Exercise prompt. Reproduce each line of the following material exactly, omitting the images.

Data supplied.
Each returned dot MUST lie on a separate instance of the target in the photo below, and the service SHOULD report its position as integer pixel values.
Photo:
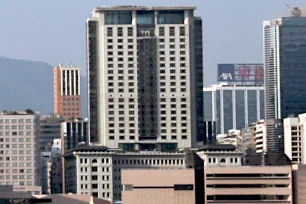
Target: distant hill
(29, 84)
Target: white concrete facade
(295, 138)
(19, 160)
(117, 76)
(98, 173)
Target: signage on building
(241, 73)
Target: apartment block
(145, 77)
(67, 91)
(19, 160)
(56, 173)
(97, 170)
(233, 106)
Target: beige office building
(158, 186)
(67, 99)
(248, 185)
(19, 161)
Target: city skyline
(53, 30)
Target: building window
(161, 31)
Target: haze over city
(53, 31)
(135, 102)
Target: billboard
(241, 73)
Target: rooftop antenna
(296, 12)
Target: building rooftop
(142, 8)
(219, 147)
(82, 148)
(25, 112)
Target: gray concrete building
(285, 71)
(145, 77)
(19, 160)
(50, 129)
(233, 106)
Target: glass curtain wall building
(285, 73)
(233, 107)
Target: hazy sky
(53, 31)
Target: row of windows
(94, 161)
(94, 168)
(71, 104)
(15, 121)
(121, 137)
(16, 146)
(14, 127)
(17, 183)
(172, 40)
(171, 31)
(131, 162)
(104, 178)
(13, 158)
(16, 164)
(16, 133)
(120, 59)
(15, 171)
(173, 137)
(68, 109)
(150, 161)
(182, 46)
(95, 186)
(120, 47)
(129, 40)
(119, 31)
(222, 160)
(15, 151)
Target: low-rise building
(96, 170)
(152, 186)
(299, 183)
(50, 129)
(220, 155)
(231, 138)
(248, 184)
(228, 184)
(45, 169)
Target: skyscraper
(67, 99)
(145, 76)
(285, 72)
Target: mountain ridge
(29, 84)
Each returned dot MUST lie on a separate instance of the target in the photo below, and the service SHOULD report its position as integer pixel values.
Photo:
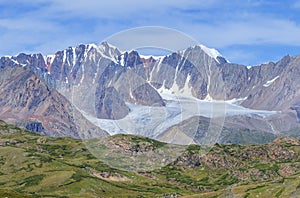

Exercise output.
Each returned dot MUST lie on a separate instance of the target in the photo below, and the service SHOULD report its position as integer pixel values.
Photo:
Target: distant hill
(29, 84)
Target: white concrete facade
(295, 138)
(19, 160)
(117, 76)
(98, 173)
Target: signage on building
(241, 73)
Target: apartment block
(145, 77)
(67, 91)
(19, 160)
(56, 173)
(97, 170)
(233, 106)
Target: beige office building
(158, 186)
(67, 99)
(248, 185)
(19, 161)
Target: city skyline
(53, 30)
Target: building window
(161, 31)
Target: haze over city
(53, 31)
(135, 102)
Target: billboard
(241, 73)
Target: rooftop antenna
(296, 12)
Target: building rooftop
(142, 8)
(219, 147)
(82, 148)
(25, 112)
Target: gray concrete building
(285, 71)
(145, 77)
(19, 160)
(50, 129)
(233, 106)
Target: glass curtain wall building
(285, 73)
(233, 107)
Target: hazy sky
(53, 31)
Target: row of windows
(94, 161)
(94, 168)
(71, 104)
(15, 121)
(121, 137)
(16, 146)
(14, 127)
(17, 183)
(172, 40)
(171, 31)
(131, 162)
(104, 178)
(13, 158)
(16, 164)
(16, 133)
(120, 59)
(15, 171)
(173, 137)
(68, 109)
(150, 161)
(182, 46)
(95, 186)
(120, 47)
(129, 40)
(119, 31)
(222, 160)
(15, 151)
Target: low-rise building
(96, 170)
(152, 186)
(299, 183)
(50, 129)
(220, 155)
(231, 138)
(248, 184)
(228, 184)
(45, 169)
Target: skyscraper
(67, 99)
(145, 76)
(285, 72)
Target: mountain ridge
(29, 84)
Each returned dot MUST lie on a separate instance of the target in the photo below, and the service SHOULD report its position as integer pixel values.
Photo:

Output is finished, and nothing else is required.